>>>

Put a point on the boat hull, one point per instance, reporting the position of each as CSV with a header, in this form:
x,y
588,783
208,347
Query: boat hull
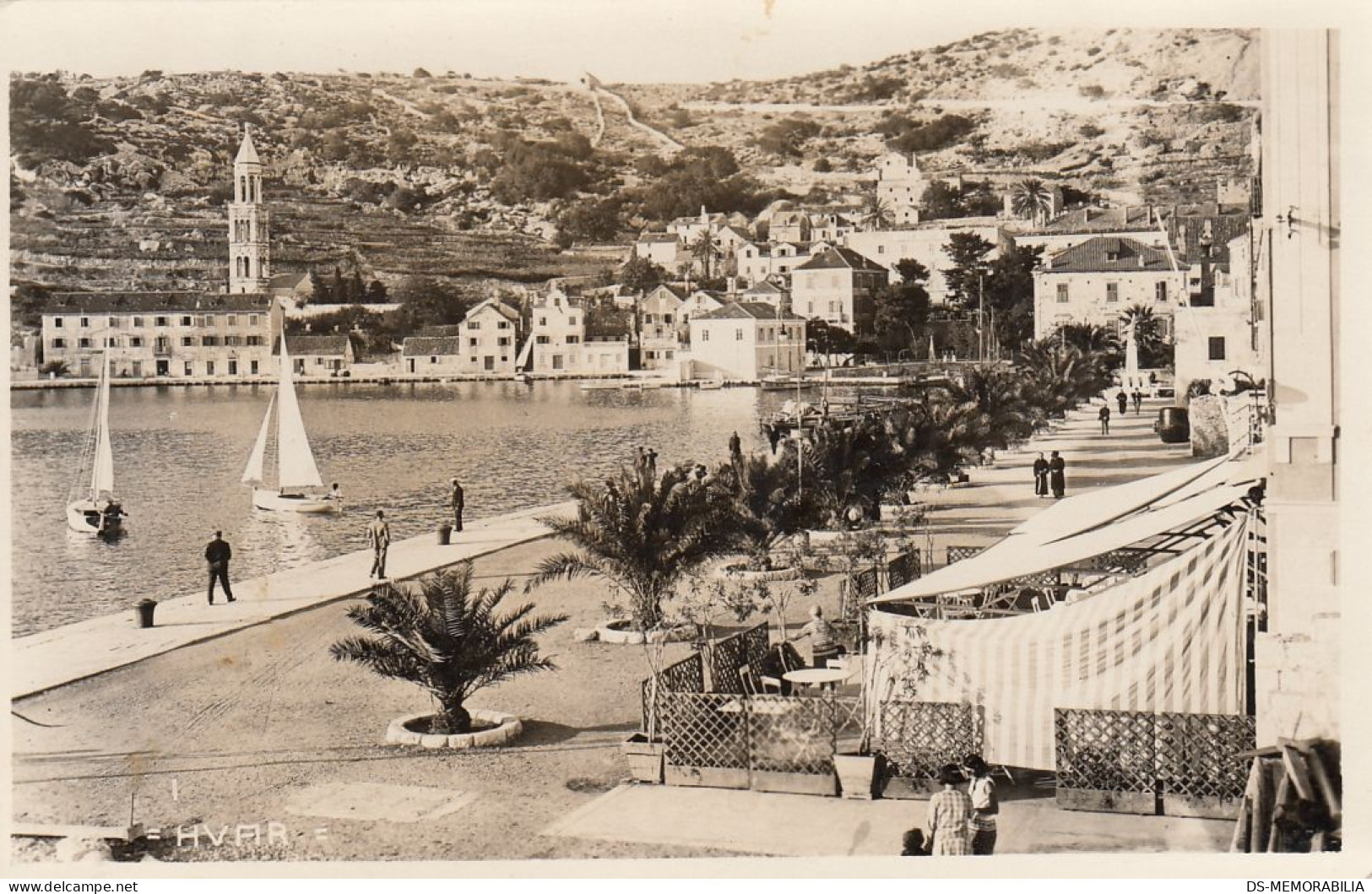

<<<

### Instructions for the task
An exact copy of every record above is needed, with all pictures left out.

### Result of the exercise
Put a point on the boat hull, one point per instance, reporting the position of each as CSV with a header, in this form:
x,y
588,783
208,347
Query: boat hull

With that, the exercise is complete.